# Objective
Reproduce the listing below in full and without alteration, apart from its pictures.

# Data in this exercise

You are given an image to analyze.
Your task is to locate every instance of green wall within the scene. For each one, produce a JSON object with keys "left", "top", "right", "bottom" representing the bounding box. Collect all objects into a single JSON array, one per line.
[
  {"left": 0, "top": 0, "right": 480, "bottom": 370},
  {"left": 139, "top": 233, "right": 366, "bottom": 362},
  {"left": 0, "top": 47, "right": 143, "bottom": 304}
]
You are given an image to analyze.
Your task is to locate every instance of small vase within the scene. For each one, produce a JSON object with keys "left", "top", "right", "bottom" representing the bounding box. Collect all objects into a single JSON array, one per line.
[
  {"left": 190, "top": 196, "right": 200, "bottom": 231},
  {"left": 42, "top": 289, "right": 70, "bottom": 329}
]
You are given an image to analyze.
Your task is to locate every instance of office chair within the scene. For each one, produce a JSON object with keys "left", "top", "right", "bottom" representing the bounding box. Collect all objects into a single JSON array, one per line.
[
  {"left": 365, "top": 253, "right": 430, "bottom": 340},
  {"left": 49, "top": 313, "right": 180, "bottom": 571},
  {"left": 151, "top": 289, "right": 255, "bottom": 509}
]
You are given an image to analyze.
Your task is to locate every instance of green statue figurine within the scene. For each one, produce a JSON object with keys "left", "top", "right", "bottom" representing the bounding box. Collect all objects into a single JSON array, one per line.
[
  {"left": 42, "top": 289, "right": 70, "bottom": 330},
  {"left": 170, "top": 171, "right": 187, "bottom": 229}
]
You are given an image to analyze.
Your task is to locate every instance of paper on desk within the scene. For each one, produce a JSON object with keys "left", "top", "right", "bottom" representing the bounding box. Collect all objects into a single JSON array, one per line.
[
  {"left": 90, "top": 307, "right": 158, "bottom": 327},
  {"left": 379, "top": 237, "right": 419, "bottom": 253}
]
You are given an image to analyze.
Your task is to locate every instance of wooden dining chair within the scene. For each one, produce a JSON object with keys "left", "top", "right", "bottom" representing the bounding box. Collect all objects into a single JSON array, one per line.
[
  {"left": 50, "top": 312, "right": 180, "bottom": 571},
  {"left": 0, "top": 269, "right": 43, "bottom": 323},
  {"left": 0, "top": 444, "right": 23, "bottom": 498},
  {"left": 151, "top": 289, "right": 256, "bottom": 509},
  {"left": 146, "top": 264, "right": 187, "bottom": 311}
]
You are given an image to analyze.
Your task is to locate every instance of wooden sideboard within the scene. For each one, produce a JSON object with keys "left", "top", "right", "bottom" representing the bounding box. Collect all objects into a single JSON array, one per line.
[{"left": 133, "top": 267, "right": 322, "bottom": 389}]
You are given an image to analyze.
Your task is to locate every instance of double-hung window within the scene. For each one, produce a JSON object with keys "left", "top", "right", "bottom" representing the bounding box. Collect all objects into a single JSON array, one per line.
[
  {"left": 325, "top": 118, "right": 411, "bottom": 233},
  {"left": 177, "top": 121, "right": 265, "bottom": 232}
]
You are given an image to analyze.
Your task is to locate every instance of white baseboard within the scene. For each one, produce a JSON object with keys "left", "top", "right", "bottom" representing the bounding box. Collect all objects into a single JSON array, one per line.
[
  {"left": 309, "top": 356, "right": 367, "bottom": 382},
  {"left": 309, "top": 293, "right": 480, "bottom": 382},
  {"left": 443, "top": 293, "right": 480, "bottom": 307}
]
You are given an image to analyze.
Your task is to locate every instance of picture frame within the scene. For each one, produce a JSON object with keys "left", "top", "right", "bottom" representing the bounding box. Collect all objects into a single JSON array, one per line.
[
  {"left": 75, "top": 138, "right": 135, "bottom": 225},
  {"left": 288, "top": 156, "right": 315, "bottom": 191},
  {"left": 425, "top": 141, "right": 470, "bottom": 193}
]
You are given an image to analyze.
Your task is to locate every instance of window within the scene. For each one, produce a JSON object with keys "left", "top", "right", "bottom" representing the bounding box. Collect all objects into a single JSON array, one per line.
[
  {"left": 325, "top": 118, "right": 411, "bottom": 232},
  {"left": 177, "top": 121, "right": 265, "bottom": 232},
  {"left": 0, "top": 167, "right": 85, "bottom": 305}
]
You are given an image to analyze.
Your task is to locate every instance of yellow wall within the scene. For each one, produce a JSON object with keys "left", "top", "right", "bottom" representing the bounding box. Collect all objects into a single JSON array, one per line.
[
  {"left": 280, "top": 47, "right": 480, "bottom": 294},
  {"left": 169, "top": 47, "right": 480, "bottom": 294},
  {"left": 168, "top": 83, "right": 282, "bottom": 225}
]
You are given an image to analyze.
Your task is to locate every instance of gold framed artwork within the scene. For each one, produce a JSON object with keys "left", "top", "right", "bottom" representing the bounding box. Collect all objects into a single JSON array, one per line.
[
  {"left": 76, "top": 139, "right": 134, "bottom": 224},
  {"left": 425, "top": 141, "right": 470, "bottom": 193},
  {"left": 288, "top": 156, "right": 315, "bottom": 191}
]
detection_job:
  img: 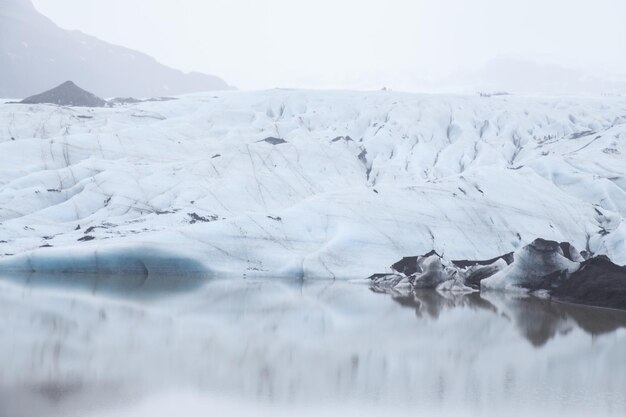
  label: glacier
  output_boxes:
[0,89,626,279]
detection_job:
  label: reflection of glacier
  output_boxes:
[0,90,626,277]
[0,274,626,417]
[376,290,626,346]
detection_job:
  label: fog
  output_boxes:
[23,0,626,92]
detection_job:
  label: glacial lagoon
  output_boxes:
[0,275,626,417]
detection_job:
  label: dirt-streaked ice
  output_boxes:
[0,90,626,278]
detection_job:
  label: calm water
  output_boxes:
[0,276,626,417]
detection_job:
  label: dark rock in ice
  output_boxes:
[331,136,353,142]
[187,213,219,224]
[21,81,106,107]
[369,239,626,309]
[391,250,439,276]
[259,136,287,145]
[450,252,513,268]
[538,256,626,309]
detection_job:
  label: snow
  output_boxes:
[0,90,626,278]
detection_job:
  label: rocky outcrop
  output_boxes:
[21,81,107,107]
[0,0,232,98]
[370,239,626,309]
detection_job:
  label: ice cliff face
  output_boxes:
[0,90,626,278]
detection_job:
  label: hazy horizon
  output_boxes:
[33,0,626,92]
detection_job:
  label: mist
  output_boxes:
[34,0,626,93]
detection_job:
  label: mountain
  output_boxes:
[0,0,230,98]
[0,90,626,279]
[22,81,106,107]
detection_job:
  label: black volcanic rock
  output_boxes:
[370,239,626,310]
[546,256,626,309]
[21,81,106,107]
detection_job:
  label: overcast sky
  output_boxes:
[33,0,626,90]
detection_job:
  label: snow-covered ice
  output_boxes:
[0,90,626,278]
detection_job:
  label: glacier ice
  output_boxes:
[0,90,626,279]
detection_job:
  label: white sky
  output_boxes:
[33,0,626,90]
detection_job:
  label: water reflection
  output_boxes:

# Written solution
You are given an image to analyze.
Your task is to locate every instance of green wall within the scene. For each one, produce a JSON object with keys "left", "top", "right", "bottom" representing the bounding box. Collect all objects into a single JSON array, one per line.
[
  {"left": 0, "top": 0, "right": 480, "bottom": 370},
  {"left": 139, "top": 233, "right": 366, "bottom": 362},
  {"left": 0, "top": 47, "right": 143, "bottom": 304}
]
You are given an image to analyze.
Your task is to locate every instance of small vase within the scene. For each one, produce a JSON object with keys "left", "top", "right", "bottom" representing the bounding box. Collect all objects into a single JSON array, one per line.
[
  {"left": 190, "top": 196, "right": 200, "bottom": 231},
  {"left": 42, "top": 289, "right": 70, "bottom": 329}
]
You are given an image to analyze.
Your task is to locate every instance of office chair within the scene. For each one, produce a JSON object with keys "left", "top", "right", "bottom" representing the bounding box. Collect all objects into a single JSON array, one per line.
[
  {"left": 365, "top": 253, "right": 430, "bottom": 340},
  {"left": 49, "top": 313, "right": 180, "bottom": 571},
  {"left": 151, "top": 289, "right": 255, "bottom": 509}
]
You are given an image to analyze.
Your task is to locate every instance of green statue figurine within the scene. For each one, produce a JSON object with keys "left", "top", "right", "bottom" representing the bounding box. Collect all objects into a single JSON array, one per line.
[
  {"left": 42, "top": 289, "right": 70, "bottom": 330},
  {"left": 170, "top": 171, "right": 187, "bottom": 229}
]
You are given an image to analyze.
Your task is to locate every instance of paper on desk within the scene. For each one, produce a JSON object with keys "left", "top", "right", "bottom" representing the bounding box. Collect all objects into a single JSON array, one per line.
[
  {"left": 90, "top": 307, "right": 158, "bottom": 327},
  {"left": 379, "top": 237, "right": 419, "bottom": 253}
]
You are given an image to analyze.
Your task is to locate every instance of wooden dining chair within the scene. For each one, produce a JSON object with keys "left", "top", "right", "bottom" representing the bounding box. Collect all objects into a single JSON array, one per line.
[
  {"left": 50, "top": 312, "right": 180, "bottom": 571},
  {"left": 0, "top": 269, "right": 43, "bottom": 323},
  {"left": 0, "top": 444, "right": 23, "bottom": 498},
  {"left": 151, "top": 289, "right": 256, "bottom": 509},
  {"left": 146, "top": 264, "right": 187, "bottom": 311}
]
You are given an image to analyze.
Your task is to locate every instance of wooden sideboard within the scene. For each one, produce a JSON object with keys "left", "top", "right", "bottom" representing the bounding box. Collect all objects into a single JSON array, one per line.
[{"left": 133, "top": 267, "right": 322, "bottom": 389}]
You are given an image to analyze.
Your task is to locate every instance of double-hung window within the scene. For each one, produce a JSON object with keys "left", "top", "right", "bottom" representing the bounding box. Collect all objects into a single JSON array, one per line.
[
  {"left": 325, "top": 118, "right": 411, "bottom": 233},
  {"left": 177, "top": 121, "right": 265, "bottom": 232}
]
You are given an image to analyze.
Your task is to locate every instance of white baseboard within the scene. For each one, produce a JSON object with keys "left", "top", "right", "bottom" representing the bounding box. Collect all objects into a single JSON array, one per line.
[
  {"left": 309, "top": 356, "right": 367, "bottom": 382},
  {"left": 309, "top": 293, "right": 480, "bottom": 382},
  {"left": 443, "top": 293, "right": 480, "bottom": 307}
]
You are given an image to analyze.
Your task is to locate every instance of picture frame within the scene. For each one, produce a JSON object with keys "left", "top", "right", "bottom" representing the bounding box. Collect all objects into a single JSON array, one per line.
[
  {"left": 75, "top": 138, "right": 135, "bottom": 225},
  {"left": 288, "top": 156, "right": 315, "bottom": 191},
  {"left": 425, "top": 141, "right": 470, "bottom": 193}
]
You are given an image to analyze.
Your task is to locate every instance of window within the scene. For each one, produce a JSON object with keys "left", "top", "right", "bottom" representing the bounding box. Collect all objects into a single JSON array, one per line.
[
  {"left": 325, "top": 118, "right": 411, "bottom": 232},
  {"left": 177, "top": 121, "right": 265, "bottom": 232},
  {"left": 0, "top": 167, "right": 85, "bottom": 305}
]
You are given an image to analyze.
Your task is to locate every instance of yellow wall within the scene. For each one, produce a JSON object with keys "left", "top", "right", "bottom" representing the bounding box. Collect all objects into a single JSON array, one per line.
[
  {"left": 280, "top": 47, "right": 480, "bottom": 294},
  {"left": 169, "top": 47, "right": 480, "bottom": 294},
  {"left": 168, "top": 83, "right": 282, "bottom": 225}
]
You are given an image to analyze.
Your task is to locate every instance of gold framed artwork within the scene. For each one, produce a JSON object with keys "left", "top", "right", "bottom" representing the bounding box. Collect all objects into a single JSON array, one per line.
[
  {"left": 76, "top": 139, "right": 134, "bottom": 224},
  {"left": 425, "top": 141, "right": 470, "bottom": 193},
  {"left": 288, "top": 156, "right": 315, "bottom": 191}
]
detection_job:
  img: 
  label: glacier
  output_boxes:
[0,89,626,279]
detection_job:
  label: reflection of glacier
  output_boxes:
[0,90,626,277]
[0,274,626,417]
[376,290,626,346]
detection_job:
  label: fog
  output_boxes:
[23,0,626,92]
detection_job:
  label: glacial lagoon
  output_boxes:
[0,275,626,417]
detection_job:
  label: dirt-streaked ice
  output_boxes:
[0,90,626,278]
detection_job:
  label: calm water
  output_boxes:
[0,276,626,417]
detection_job:
  label: dark rock in ice
  output_boxes:
[331,136,353,142]
[187,213,219,224]
[21,81,106,107]
[369,239,626,309]
[391,250,439,276]
[259,136,287,145]
[450,252,513,268]
[538,256,626,309]
detection_job:
  label: snow
  output_boxes:
[0,90,626,278]
detection_job:
  label: rocky outcrop
  output_boxes:
[21,81,107,107]
[0,0,232,98]
[370,239,626,309]
detection_job:
  label: ice cliff face
  output_boxes:
[0,90,626,278]
detection_job:
  label: hazy horizon
  output_boxes:
[33,0,626,92]
detection_job:
  label: mist
  output_boxes:
[34,0,626,93]
detection_job:
  label: mountain
  output_boxes:
[0,0,230,98]
[0,90,626,279]
[22,81,106,107]
detection_job:
  label: black volcanic rock
  output_boxes:
[370,239,626,310]
[546,256,626,309]
[21,81,106,107]
detection_job:
  label: overcast sky
  output_boxes:
[33,0,626,90]
detection_job:
  label: snow-covered ice
  output_boxes:
[0,90,626,278]
detection_job:
  label: glacier ice
  output_boxes:
[0,90,626,279]
detection_job:
  label: white sky
  output_boxes:
[33,0,626,90]
detection_job:
  label: water reflection
  output_boxes:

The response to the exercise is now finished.